**Given records**
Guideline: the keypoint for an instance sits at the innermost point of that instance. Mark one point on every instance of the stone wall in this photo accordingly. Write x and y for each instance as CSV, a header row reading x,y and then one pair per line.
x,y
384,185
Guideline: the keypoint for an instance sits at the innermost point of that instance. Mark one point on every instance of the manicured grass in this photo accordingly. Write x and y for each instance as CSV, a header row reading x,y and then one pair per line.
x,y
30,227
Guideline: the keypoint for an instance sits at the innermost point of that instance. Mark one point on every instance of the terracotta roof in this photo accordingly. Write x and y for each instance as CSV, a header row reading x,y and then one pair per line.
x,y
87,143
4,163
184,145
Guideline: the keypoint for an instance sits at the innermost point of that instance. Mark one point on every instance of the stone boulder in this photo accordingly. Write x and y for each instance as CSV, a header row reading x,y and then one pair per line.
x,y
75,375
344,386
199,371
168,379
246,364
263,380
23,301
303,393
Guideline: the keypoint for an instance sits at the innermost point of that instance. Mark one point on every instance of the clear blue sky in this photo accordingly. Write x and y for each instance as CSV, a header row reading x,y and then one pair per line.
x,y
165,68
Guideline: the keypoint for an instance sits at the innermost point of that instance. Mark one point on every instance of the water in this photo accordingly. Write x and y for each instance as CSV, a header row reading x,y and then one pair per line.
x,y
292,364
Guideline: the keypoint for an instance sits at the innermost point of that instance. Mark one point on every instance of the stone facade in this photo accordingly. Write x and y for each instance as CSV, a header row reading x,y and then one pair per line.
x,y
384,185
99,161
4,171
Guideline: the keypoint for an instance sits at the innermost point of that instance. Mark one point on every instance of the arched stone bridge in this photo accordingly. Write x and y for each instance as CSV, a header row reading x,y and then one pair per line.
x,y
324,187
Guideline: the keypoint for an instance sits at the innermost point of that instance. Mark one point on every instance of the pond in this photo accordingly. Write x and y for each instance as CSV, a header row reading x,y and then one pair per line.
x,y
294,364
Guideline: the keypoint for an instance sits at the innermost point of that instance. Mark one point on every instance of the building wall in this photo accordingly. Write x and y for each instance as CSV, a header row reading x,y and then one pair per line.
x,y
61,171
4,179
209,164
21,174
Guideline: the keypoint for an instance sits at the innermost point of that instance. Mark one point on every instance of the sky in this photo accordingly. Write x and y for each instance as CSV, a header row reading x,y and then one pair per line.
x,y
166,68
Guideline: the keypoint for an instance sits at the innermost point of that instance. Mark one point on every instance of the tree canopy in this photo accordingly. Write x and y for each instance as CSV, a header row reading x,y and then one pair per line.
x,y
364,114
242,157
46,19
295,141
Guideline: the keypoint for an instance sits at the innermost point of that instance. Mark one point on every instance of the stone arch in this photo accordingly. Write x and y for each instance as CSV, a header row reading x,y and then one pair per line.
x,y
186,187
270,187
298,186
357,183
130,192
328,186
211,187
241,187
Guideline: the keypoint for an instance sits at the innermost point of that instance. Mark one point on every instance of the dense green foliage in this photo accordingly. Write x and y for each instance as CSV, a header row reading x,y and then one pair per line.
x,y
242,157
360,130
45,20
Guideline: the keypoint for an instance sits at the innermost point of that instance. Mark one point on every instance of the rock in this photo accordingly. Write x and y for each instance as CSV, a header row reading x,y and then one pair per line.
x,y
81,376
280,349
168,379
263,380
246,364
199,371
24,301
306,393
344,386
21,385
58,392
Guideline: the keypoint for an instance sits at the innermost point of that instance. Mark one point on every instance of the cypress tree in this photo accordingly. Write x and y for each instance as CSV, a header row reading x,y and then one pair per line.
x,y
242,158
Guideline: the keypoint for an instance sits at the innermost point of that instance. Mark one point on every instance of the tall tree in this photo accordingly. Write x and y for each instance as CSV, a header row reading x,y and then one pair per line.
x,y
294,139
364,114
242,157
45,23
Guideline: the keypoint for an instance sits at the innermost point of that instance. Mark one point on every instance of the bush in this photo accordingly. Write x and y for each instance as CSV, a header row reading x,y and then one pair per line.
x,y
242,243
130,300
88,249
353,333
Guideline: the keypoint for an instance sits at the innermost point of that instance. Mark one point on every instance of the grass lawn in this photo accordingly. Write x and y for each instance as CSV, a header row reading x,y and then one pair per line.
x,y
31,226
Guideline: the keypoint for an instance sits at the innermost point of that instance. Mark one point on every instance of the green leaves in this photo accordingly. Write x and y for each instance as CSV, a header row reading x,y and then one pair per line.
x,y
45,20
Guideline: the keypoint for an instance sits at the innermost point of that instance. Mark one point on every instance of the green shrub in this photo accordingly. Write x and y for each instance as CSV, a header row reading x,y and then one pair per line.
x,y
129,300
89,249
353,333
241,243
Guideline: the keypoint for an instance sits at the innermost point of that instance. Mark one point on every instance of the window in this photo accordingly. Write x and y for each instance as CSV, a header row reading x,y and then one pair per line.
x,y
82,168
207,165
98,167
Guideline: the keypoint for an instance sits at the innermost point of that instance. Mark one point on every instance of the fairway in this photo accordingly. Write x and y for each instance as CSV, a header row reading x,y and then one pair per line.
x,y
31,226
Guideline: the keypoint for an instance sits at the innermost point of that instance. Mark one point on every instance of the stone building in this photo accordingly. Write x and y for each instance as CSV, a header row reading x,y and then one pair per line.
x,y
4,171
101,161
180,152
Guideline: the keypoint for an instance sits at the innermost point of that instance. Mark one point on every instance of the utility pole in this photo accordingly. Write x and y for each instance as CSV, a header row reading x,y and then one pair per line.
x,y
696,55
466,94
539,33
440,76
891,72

**Problem statement**
Output an exact copy of the listing.

**Answer to this exercise**
Guideline: the keypoint for an instance sits at the innermost point of that instance. Mark one point on every instance of the stone wall in this photo accordingly. Write x and y for each instance as CSV, a header row reading x,y and then one pair per line.
x,y
384,185
Guideline: the keypoint for an instance sits at the innermost point of that instance. Mark one point on every instance of the manicured grass in this photo accordingly. Write x and y for each instance as CSV, a header row reading x,y and then one pair per line.
x,y
30,227
Guideline: the keypoint for an instance sits at the innermost point of that instance. Mark one point on every instance of the terracotta roof in this photo accordingly. Write x and y for each instance as CSV, a header row reading x,y and then one pair per line.
x,y
87,143
4,163
184,145
Guideline: the keypoint for an instance sits at the innermost point of that instance. Mark one point on every instance of the stone boulder in this photo accordingly. Write x and y for each instance as CSV, a header row reading x,y and then one pair per line.
x,y
75,375
344,386
199,371
168,379
246,364
263,380
23,301
303,393
Guideline: the keypoint for an instance sits at the innermost point of that instance. Mark one point on every instance of the clear blue sky in this photo accordingly. Write x and y for each instance as CSV, a header row reading x,y and then one pair per line.
x,y
165,68
Guideline: the keypoint for an instance sits at the innermost point of that instance. Mark one point on every instance of the water in this photo accordingly. Write x and y for each instance as CSV, a header row reading x,y and then one pair per line.
x,y
292,364
Guideline: the keypoint for an instance sits at the innermost point of that instance. Mark one point on every instance of the stone facade in this photo accordingly. Write x and y for each instance as CSV, a header row reading x,y and then one pair per line.
x,y
384,185
99,161
4,171
Guideline: the keypoint for an instance sits at the innermost point of that instance. Mark one point on every instance of the arched stone bridge in this photo accordingly. Write x and y for each instance as CSV, a header row reading x,y and then one pair per line.
x,y
324,187
Guideline: the keypoint for an instance sits at the innermost point of that instance. Mark one point on every instance of the pond in this photo accordingly. Write x and y for each instance as CSV, a header row reading x,y and then one pair per line.
x,y
294,364
Guideline: the keypoint for an instance sits at the innermost point of that instance. Mark one point on every instance of the building wall in this photo accordingly. Write x and y for each instance as CSV, a header row reading x,y and then one pair per line.
x,y
61,171
4,179
209,164
21,174
Guideline: the keypoint for an instance sits at the innermost point of that instance. Mark one point on every instance of the sky in this photo accordingly. Write x and y for each instance as CSV, a header row reading x,y and then one pair per line.
x,y
166,68
Guideline: the keypoint for an instance sits at the innermost point of that instance. Mark one point on every instance of the tree canopy in this photo accordingly. Write x and y for each instance as CSV, a header row reading x,y and then one pair per line.
x,y
364,114
242,157
46,19
295,141
Guideline: the keypoint for an instance sits at the innermost point of that instance. Mark one point on every instance of the stone arch in this photo accordingly. Write x and y for each instance as CSV, a header row reading x,y and then one pair per line.
x,y
186,187
270,187
298,186
357,183
130,192
328,186
211,187
241,187
Guideline: the keypoint for an instance sits at the innermost point of that instance. Mark one point on every instance of the dense green foliage in this photo accordingly. Write x and y for each instance as CSV, a header row reading x,y and then one pair per line.
x,y
242,157
360,130
45,20
Guideline: the keypoint for an instance sits at the innermost point of that instance. Mark one point on every instance of the rock in this photo accordingly. Write x and y for each instance as CSV, a header row reading x,y and then one pair per line.
x,y
81,376
280,349
168,379
263,380
246,364
199,371
24,301
306,393
344,386
21,385
58,392
Guideline: the keypoint for an instance sits at the innermost point of that instance. Mark one point on every instance of the cypress tree in this photo accordingly. Write x and y for each instance as CSV, a header row reading x,y and then one pair per line.
x,y
242,158
Guideline: the keypoint for an instance sits at the innermost point of that instance. Mark one point on every instance of the tall tree in this photo accordingly. Write x and y for each instance as CSV, a header row reading x,y and then one pair per line.
x,y
294,139
364,114
242,157
45,23
Guideline: the keypoint for an instance sits at the innermost point of that instance. Mark one point on every instance of the bush in this photo accordingly. Write x and y for each instance as CSV, a header row reading x,y and then one pair per line.
x,y
242,243
130,300
88,249
353,333
Guideline: the keypoint for an instance sits at the innermost point of that instance. Mark one point on every instance of the grass lawn in this photo accordingly. Write x and y for each instance as CSV, a header row reading x,y and then one pair per line.
x,y
31,226
Guideline: the keypoint for an instance sits at the innermost point of that instance. Mark one point on every instance of the green leaves in this photo accordingly. Write x and y for each instance as CSV, a header row reading x,y and then one pair per line.
x,y
45,20
Guideline: the keypoint for an instance sits at the innermost point of that instance. Mark one point on every instance of the green shrub in this photo accordingly. Write x and y for each instance as CSV, a header row reading x,y and then one pair per line.
x,y
129,300
89,249
353,333
241,243
Guideline: the keypoint for an instance sits at the innermost point of that instance. Mark one point on every instance of the window in this photo accordingly. Write x and y for each instance as CSV, a header row reading x,y and then one pair per line.
x,y
82,168
207,165
98,167
Guideline: the keypoint for an instance sits at the innermost point of that instance. Mark one point on every instance of the fairway in this photo accordingly. Write x and y for each instance as CSV, a header row reading x,y and then one pair per line.
x,y
31,226
Guideline: the keypoint for an instance sits at the innermost point of that instance. Mark one point on every instance of the stone building in this photo accordingly. Write x and y for each instance as CSV, a header row reading x,y and then one pair per line.
x,y
4,171
101,161
180,152
Guideline: the keypoint for an instance sits at the innermost point of that instance. Mark one point on every instance of the utility pole in this photo accordingly. Write x and y for each instance as CSV, a header row reading x,y and then one pair per line.
x,y
696,55
466,94
539,33
440,76
891,72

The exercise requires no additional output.